WORK TO DO: Rewrite the material with "Input query" changed to "Search term" and everything else left as it is.

Dataset entries:
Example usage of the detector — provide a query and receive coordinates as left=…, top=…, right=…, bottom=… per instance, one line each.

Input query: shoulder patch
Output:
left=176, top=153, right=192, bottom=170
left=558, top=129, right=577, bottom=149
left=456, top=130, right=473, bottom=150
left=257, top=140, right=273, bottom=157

ANSWER TO THIS EXERCISE:
Example usage of the detector — provide a query and receive coordinates as left=…, top=…, right=…, bottom=… per instance, one line each.

Search term: shoulder patch
Output:
left=176, top=153, right=192, bottom=170
left=558, top=129, right=577, bottom=149
left=456, top=130, right=473, bottom=150
left=257, top=140, right=273, bottom=157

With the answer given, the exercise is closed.